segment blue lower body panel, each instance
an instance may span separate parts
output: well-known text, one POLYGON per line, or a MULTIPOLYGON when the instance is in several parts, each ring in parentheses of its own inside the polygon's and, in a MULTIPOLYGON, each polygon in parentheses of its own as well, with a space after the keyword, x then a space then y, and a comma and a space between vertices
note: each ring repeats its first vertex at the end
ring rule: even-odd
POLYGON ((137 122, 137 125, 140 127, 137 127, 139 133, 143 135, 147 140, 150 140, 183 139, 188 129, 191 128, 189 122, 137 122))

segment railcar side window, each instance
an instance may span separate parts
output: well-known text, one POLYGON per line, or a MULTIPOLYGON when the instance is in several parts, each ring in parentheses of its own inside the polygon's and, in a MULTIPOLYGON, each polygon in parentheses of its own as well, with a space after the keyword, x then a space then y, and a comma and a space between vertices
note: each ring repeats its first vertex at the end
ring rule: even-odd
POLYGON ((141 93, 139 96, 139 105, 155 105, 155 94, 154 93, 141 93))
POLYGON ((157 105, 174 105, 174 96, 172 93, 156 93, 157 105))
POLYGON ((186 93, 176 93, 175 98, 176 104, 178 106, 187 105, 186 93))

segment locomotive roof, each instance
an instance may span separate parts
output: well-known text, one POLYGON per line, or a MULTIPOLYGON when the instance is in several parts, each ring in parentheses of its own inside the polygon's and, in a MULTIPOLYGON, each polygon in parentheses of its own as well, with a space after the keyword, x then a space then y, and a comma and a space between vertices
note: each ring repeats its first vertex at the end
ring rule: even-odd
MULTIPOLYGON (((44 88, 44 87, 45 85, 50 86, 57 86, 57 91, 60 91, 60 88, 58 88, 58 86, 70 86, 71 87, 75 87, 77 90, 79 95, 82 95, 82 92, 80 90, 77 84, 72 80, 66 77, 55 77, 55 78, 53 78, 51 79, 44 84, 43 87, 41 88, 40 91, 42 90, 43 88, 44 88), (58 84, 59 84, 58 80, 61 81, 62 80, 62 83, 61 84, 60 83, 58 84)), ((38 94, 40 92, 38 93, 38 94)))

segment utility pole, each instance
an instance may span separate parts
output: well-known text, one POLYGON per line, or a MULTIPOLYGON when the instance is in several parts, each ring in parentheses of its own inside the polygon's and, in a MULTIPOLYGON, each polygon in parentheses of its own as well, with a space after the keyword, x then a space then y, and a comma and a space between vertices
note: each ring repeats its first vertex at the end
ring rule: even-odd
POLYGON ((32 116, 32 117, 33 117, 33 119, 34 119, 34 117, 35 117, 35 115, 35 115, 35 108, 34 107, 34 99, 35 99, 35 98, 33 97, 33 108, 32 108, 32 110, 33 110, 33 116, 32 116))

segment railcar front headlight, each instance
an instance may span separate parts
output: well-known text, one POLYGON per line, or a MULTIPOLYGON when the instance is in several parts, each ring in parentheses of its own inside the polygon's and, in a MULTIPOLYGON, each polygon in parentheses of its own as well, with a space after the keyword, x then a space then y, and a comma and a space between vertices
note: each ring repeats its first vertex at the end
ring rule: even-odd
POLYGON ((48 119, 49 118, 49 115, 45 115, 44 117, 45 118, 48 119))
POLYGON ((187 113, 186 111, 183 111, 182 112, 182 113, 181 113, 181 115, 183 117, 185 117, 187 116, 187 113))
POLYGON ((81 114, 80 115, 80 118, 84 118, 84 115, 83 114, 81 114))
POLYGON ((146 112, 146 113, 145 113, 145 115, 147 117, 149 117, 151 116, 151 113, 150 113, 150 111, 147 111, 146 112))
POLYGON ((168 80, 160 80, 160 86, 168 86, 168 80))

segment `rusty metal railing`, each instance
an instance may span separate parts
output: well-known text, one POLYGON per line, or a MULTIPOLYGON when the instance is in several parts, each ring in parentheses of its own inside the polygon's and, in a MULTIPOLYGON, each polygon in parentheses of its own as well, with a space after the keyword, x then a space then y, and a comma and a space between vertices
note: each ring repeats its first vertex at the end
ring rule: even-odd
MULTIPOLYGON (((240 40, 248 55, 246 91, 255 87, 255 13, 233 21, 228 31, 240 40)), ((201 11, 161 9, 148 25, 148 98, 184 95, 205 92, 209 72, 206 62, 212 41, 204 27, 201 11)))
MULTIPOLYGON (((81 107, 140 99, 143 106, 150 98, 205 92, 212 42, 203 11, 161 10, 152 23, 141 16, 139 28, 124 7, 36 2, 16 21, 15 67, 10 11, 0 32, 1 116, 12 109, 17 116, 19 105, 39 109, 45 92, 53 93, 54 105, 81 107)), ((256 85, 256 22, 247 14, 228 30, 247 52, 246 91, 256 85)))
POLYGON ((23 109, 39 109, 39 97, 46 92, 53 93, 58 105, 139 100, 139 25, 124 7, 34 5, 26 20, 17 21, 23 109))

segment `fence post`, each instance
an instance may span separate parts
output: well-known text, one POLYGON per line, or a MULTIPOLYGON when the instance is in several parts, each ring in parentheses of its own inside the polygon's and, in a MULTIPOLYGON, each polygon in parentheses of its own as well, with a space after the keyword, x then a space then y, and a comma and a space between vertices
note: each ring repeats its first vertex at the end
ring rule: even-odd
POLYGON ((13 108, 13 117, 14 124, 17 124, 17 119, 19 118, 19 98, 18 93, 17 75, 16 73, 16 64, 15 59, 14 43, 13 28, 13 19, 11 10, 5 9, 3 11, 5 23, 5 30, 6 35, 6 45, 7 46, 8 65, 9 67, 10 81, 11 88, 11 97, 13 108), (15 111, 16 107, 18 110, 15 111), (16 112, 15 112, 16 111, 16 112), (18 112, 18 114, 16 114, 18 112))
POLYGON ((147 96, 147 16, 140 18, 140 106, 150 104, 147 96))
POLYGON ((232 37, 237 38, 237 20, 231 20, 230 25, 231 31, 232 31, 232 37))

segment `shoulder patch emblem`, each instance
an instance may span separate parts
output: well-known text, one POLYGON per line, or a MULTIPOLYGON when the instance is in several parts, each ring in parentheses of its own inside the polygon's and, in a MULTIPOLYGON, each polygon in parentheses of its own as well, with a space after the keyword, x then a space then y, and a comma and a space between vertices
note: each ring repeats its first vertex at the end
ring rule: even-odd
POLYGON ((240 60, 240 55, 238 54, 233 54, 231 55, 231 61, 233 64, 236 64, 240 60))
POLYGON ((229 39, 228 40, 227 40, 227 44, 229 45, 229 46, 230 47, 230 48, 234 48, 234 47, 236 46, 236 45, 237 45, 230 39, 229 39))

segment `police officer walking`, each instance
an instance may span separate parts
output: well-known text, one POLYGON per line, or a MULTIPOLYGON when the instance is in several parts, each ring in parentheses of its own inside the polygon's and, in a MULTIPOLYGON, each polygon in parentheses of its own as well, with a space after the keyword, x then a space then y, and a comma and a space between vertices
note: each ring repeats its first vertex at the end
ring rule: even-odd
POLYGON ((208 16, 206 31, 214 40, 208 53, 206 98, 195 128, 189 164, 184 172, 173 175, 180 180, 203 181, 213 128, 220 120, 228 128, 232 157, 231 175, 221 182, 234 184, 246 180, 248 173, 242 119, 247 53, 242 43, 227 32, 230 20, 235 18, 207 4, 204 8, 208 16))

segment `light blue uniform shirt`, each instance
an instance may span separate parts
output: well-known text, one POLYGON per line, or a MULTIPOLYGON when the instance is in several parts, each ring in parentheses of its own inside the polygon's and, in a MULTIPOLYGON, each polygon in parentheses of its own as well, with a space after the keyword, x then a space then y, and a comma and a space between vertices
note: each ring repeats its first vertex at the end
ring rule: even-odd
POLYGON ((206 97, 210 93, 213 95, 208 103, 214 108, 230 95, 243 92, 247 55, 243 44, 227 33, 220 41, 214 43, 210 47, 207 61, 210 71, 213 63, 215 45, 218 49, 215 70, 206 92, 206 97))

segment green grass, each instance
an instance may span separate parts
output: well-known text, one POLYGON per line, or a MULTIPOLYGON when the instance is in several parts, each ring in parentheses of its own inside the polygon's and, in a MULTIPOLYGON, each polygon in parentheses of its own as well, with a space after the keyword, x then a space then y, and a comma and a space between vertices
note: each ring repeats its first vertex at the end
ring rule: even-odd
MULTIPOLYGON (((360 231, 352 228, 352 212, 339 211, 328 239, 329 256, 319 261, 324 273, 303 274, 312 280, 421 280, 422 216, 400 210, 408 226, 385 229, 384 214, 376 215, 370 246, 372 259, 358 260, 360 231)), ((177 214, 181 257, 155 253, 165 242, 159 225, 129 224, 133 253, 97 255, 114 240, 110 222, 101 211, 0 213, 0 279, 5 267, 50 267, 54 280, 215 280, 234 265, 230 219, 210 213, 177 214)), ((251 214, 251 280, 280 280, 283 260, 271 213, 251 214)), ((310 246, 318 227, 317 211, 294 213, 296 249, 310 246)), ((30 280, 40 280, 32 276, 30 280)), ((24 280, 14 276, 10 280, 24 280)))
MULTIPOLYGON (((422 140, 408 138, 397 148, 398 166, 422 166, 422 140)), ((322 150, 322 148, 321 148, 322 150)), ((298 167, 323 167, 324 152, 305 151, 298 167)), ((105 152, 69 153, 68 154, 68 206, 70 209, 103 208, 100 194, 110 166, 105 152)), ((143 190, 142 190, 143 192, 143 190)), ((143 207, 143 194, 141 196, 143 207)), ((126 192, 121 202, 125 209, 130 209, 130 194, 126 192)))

EXERCISE REQUIREMENTS: How many lines in the entries above contain the word "blue"? Reply with the number alone.

FINISHED TASK: 2